- **Soal Latihan**:
- A) Salin ulang cuplikan teks tanpa perubahan, mulai dari "Pertanyaan tentang Allah, manusia" sampai dengan "luas tentang manusia.".
- B) Menurut cuplikan teks, mengapa zaman Renaissance juga diartikan sebagai zaman kelahiran minat untuk mempelajari kebudayaan Yunani kuno? Jawablah dalam satu sampai tiga kalimat.
- C) Ringkaslah paragraf dalam cuplikan teks yang diawali dengan "Filsafat modern merupakan" menjadi sebuah daftar pendek yang tetap memuat fakta-fakta pokoknya.

-------- Cuplikan Teks

Pertanyaan tentang Allah, manusia dan
alam merupakan persoalan-persoalan pokok yang sering dikemukakan manusia.
Pertanyaan tentang manusia ini timbul dari perspektif zaman yang berbeda dan
menghasilkan pemahaman yang berbeda dan luas tentang manusia.
Pandangan-pandangan tentang manusiapun bermunculan, yang kemudian tidak jarang
pernyataan pandangan satu dengan yang lain saling tumpang tindih. Untuk dapat
memahami konsep manusia yang benar, maka sebagai teolog dan orang percaya,
segala sesuatu harus bersumber pada kebenaran yang utama yaitu Alkitab. Oleh
sebab itu, dalam paper ini Penulis akan memaparkan “Pandangan Kristen Terhadap
Filsafat Modern Tentang Manusia”.
BAB
II
PANDANGAN
KRISTEN TERHADAP FILSAFAT MODERN TENTANG
MANUSIA
A.
Lahirnya
Filsafat Modern
Filsafat modern merupakan
rentetan historis dari tradisi Filsafat Barat yang muncul abad XV sampai dengan
abad XVIII. Filsafat modern terbagi dalam tiga zaman, yaitu zaman Renaissance,
Zaman Pencerahan, dan Zaman Romantik. Aliran yang terdapat di dalamnya adalah
Rasionalisme, Empirisme dan Idealisme.
Dalam filsafat modern, yang
menjadi titik pusat filsafat adalah manusia. Manusia menjadi pusat perhatian,
pemikiran, pusat sejarah, dan pusat kosmos.
1.
Zaman
Renaissance (abad XV-XVI)
Kata “Renaissance” berasal
dari bahasa Perancis yang berarti “Kelahiran Kembali”, sehingga zaman ini
diartikan juga sebagai zaman kelahiran minat untuk mempelajari kebudayaan
Yunani kuno. Pada zaman ini orang mengembangkan cita-cita, dan membangkitkan
sikap modern yaitu sekularisme, optimisme, individualisme, dan humanisme. Jadi
dapat dikatakan bahwa kebudayaan Renaissance menempatkan manusia sebagai pusat
perhatian, dimana manusia mulai mengembangkan pikirannya secara bebas untuk
kelangsungan hidupnya.
2.
Zaman Barok
(abad XVII)

----------------
-------- Data yang Diberikan

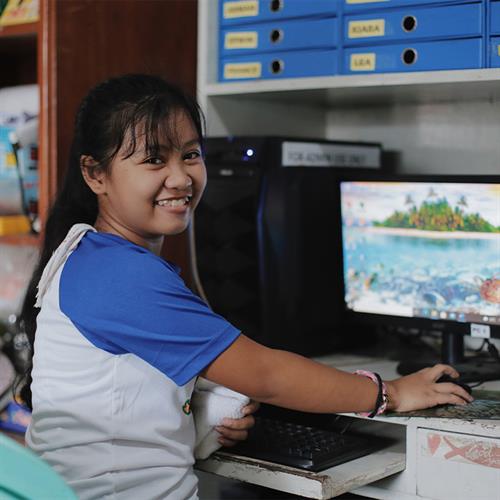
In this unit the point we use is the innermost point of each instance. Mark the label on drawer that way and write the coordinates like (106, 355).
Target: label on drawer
(241, 40)
(234, 10)
(364, 29)
(364, 1)
(363, 62)
(242, 70)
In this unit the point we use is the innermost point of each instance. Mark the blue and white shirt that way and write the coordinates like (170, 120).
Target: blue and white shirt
(120, 340)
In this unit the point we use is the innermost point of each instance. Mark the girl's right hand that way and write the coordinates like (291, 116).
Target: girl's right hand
(420, 390)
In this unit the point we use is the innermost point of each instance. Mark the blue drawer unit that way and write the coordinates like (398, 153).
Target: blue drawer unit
(494, 15)
(252, 11)
(280, 36)
(365, 5)
(494, 58)
(298, 63)
(420, 56)
(414, 23)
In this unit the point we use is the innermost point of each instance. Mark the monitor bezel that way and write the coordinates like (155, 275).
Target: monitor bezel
(350, 317)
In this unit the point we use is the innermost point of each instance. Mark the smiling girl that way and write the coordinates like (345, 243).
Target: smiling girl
(120, 339)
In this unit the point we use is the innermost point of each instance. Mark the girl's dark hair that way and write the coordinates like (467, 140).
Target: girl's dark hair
(116, 110)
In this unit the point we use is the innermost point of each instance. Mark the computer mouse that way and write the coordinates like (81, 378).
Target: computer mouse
(457, 381)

----------------

- **Jawaban**:
- A)
Pertanyaan tentang Allah, manusia dan
alam merupakan persoalan-persoalan pokok yang sering dikemukakan manusia.
Pertanyaan tentang manusia ini timbul dari perspektif zaman yang berbeda dan
menghasilkan pemahaman yang berbeda dan luas tentang manusia.

- B) Hal itu karena kata "Renaissance" berasal dari bahasa Perancis yang berarti "Kelahiran Kembali". Berdasarkan arti tersebut, zaman ini juga dipahami sebagai zaman lahirnya minat untuk mempelajari kebudayaan Yunani kuno.

- C)
- Filsafat modern adalah rentetan historis tradisi Filsafat Barat yang muncul dari abad XV sampai abad XVIII.
- Filsafat modern terbagi dalam tiga zaman, yaitu zaman Renaissance, Zaman Pencerahan, dan Zaman Romantik.
- Aliran di dalamnya adalah Rasionalisme, Empirisme, dan Idealisme.